───── WORKING DATA

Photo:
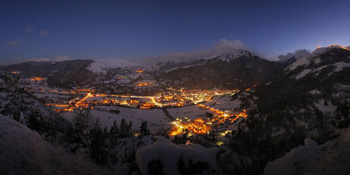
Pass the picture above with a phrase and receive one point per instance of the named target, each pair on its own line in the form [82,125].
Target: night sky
[132,29]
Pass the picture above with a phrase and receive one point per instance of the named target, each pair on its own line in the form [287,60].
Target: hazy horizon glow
[59,30]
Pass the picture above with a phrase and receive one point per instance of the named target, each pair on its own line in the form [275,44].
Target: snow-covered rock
[23,151]
[102,65]
[169,154]
[331,158]
[297,55]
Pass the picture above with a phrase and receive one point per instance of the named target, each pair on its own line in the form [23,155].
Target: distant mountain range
[234,69]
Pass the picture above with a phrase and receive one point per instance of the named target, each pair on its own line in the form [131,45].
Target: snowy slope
[102,65]
[331,158]
[297,55]
[169,154]
[305,59]
[233,54]
[23,151]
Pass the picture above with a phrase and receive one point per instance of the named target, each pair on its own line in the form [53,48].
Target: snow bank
[169,154]
[101,65]
[23,151]
[331,158]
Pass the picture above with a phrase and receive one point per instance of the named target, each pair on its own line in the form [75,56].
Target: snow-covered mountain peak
[101,65]
[321,50]
[235,53]
[297,55]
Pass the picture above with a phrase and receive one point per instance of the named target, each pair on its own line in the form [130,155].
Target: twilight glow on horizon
[134,30]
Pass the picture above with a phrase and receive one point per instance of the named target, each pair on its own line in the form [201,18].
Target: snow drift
[331,158]
[169,154]
[23,151]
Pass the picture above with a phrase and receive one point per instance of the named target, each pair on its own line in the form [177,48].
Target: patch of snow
[169,154]
[303,73]
[23,151]
[340,66]
[102,65]
[297,55]
[331,158]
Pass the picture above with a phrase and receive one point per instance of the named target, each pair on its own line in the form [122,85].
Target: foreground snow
[331,158]
[169,154]
[23,151]
[101,65]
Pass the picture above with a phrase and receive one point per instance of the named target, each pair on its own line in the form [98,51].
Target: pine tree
[113,142]
[144,131]
[342,118]
[113,134]
[123,131]
[129,131]
[82,122]
[98,144]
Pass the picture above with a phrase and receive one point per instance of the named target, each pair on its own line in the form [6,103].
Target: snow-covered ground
[101,65]
[331,158]
[170,154]
[156,118]
[23,151]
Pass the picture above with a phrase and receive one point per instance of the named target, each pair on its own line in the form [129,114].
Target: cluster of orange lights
[200,126]
[37,79]
[336,45]
[144,84]
[140,71]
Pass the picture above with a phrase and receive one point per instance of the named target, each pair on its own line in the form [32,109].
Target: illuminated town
[86,98]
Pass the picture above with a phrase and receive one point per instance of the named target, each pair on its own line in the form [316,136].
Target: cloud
[44,32]
[29,28]
[12,43]
[218,48]
[44,59]
[227,45]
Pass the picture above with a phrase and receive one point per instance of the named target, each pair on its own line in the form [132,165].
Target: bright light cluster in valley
[171,98]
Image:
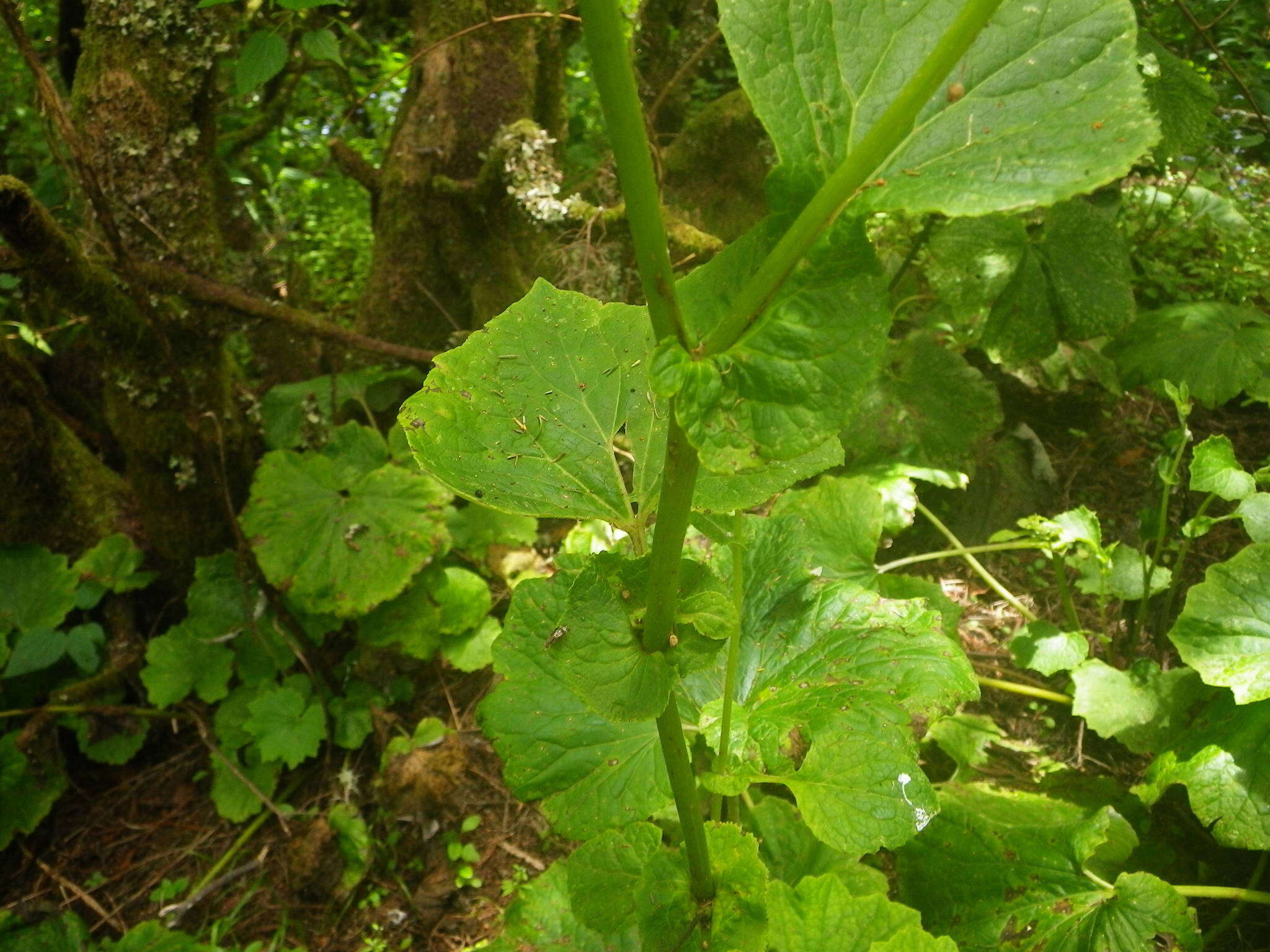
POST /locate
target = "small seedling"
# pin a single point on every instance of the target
(464, 855)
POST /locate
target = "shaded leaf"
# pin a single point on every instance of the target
(1215, 350)
(286, 725)
(27, 790)
(335, 540)
(822, 915)
(113, 563)
(1043, 648)
(262, 58)
(1223, 631)
(37, 591)
(591, 775)
(1215, 470)
(178, 663)
(1145, 707)
(1223, 760)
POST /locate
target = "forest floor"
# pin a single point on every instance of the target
(122, 833)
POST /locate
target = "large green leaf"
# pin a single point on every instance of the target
(819, 74)
(860, 787)
(843, 671)
(287, 726)
(1223, 759)
(843, 521)
(541, 920)
(1006, 870)
(591, 774)
(1213, 348)
(610, 865)
(798, 376)
(1181, 98)
(527, 414)
(854, 640)
(600, 656)
(1143, 707)
(29, 790)
(339, 534)
(564, 421)
(791, 852)
(1223, 632)
(37, 591)
(822, 915)
(1215, 470)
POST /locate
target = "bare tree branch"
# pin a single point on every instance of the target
(169, 278)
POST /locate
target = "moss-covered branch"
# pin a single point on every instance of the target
(164, 277)
(58, 262)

──────────

_PROBLEM STATEMENT_: Write every record out again exactly; no pictures belong in the copy.

_WRITTEN REPLY_:
Photo:
Pass the picture above with a phrase and receive one point per instance of the named target, each pair on its own line in the form [82,125].
Target: night sky
[132,29]
Pass the picture above with a phrase and receive one point per instance of the named target, each pair on its own line in the form [287,60].
Target: hazy horizon glow
[59,30]
Pass the picture above with a phrase and receive one point per instance of the named target, each pair on its own line in the form [275,44].
Target: snow-covered rock
[23,151]
[102,65]
[169,154]
[331,158]
[297,55]
Pass the picture above with a phrase and receive one point per instance of the named target, each pair on its own line in the form [23,155].
Target: distant mountain range
[234,69]
Pass the picture above with a phrase and receive one point per instance of the named target, each pair on its own line in the form [131,45].
Target: snowy slope
[102,65]
[331,158]
[297,55]
[169,154]
[305,59]
[233,54]
[23,151]
Pass the picture above with a phrase and receive one point per instance of the named target, each pair on its own line in the form [53,48].
Target: snow bank
[169,154]
[101,65]
[23,151]
[331,158]
Pass the picture above with a phrase and receive one point per instance of the named target, each pair on its own line in the form [75,56].
Target: snow-covered mountain peak
[101,65]
[321,50]
[235,53]
[297,55]
Pass the picture above with a phrase and receive one point per instance of the named target, each pair on its own line in the form [130,155].
Target: twilight glow on horizon
[134,30]
Pass the picture above with a phrase and receive one point per instance of the named target, each pair on its own line in the form [201,18].
Target: snow drift
[331,158]
[169,154]
[23,151]
Pass the picture above with a phrase and receive one point per instance of the named target, each pair on its own line in the form [177,48].
Target: patch of snow
[169,154]
[303,73]
[23,151]
[340,66]
[102,65]
[297,55]
[331,158]
Pass the picture above with a phrase and receive one point per instance of the named target, each pair on its own line in the form [122,85].
Target: foreground snow
[331,158]
[169,154]
[23,151]
[101,65]
Pass the picture above with a phrase and receive one point per instance of the named target, each pair on its own line in the form [98,51].
Target: pine tree
[113,142]
[144,131]
[342,118]
[113,134]
[123,131]
[129,131]
[82,122]
[98,144]
Pass the picture above with a phrase and receive one point per instance of the named target, each pair on its own line in the form [6,103].
Target: snow-covered ground
[101,65]
[331,158]
[170,154]
[156,118]
[23,151]
Pass the picture above with a phrase and receive one point per instance of the named target, each pair on its own line in the form [129,114].
Target: cluster of orange lights
[200,126]
[37,79]
[336,45]
[144,84]
[140,71]
Pass the picture above with a phrase and receive one point per instance of the named target, each pair on its own line in the form [32,109].
Target: illuminated town
[86,98]
Pass the picture above with a phrase and receive one point per instance of the named target, each pair on its own line in the form [316,136].
Target: cloud
[44,32]
[29,28]
[12,43]
[218,48]
[44,59]
[227,45]
Pass the picture above with a phrase and receive one point per instance of the named target, each pair on its own line in the form [132,165].
Target: bright light cluster in valley
[171,98]
Image:
POST /locate
target = "small seedling"
# pin a single point on every instance of the target
(464, 855)
POST /locate
target = "shaded leaf"
# pin a single point on every instance of the target
(1215, 350)
(286, 725)
(27, 790)
(335, 540)
(822, 915)
(113, 563)
(1043, 648)
(262, 58)
(1223, 631)
(37, 591)
(591, 775)
(1215, 470)
(178, 663)
(1145, 707)
(1223, 760)
POST /locate
target = "forest floor"
# pin a single point on every instance of the target
(122, 833)
POST /locate
target = "large green leaf"
# pin a single point on every instance of the target
(819, 74)
(860, 787)
(843, 671)
(287, 726)
(1223, 759)
(843, 521)
(541, 920)
(1006, 870)
(591, 774)
(1213, 348)
(610, 865)
(798, 376)
(1181, 98)
(527, 414)
(854, 640)
(600, 656)
(1143, 707)
(29, 790)
(339, 534)
(564, 421)
(791, 852)
(1223, 632)
(37, 591)
(822, 915)
(1215, 470)
POST /locate
target = "bare tree branch"
# pin a single point on every instance of the target
(169, 278)
POST /locate
target = "moss-covered branch"
# pin a single point on every instance of the target
(164, 277)
(58, 262)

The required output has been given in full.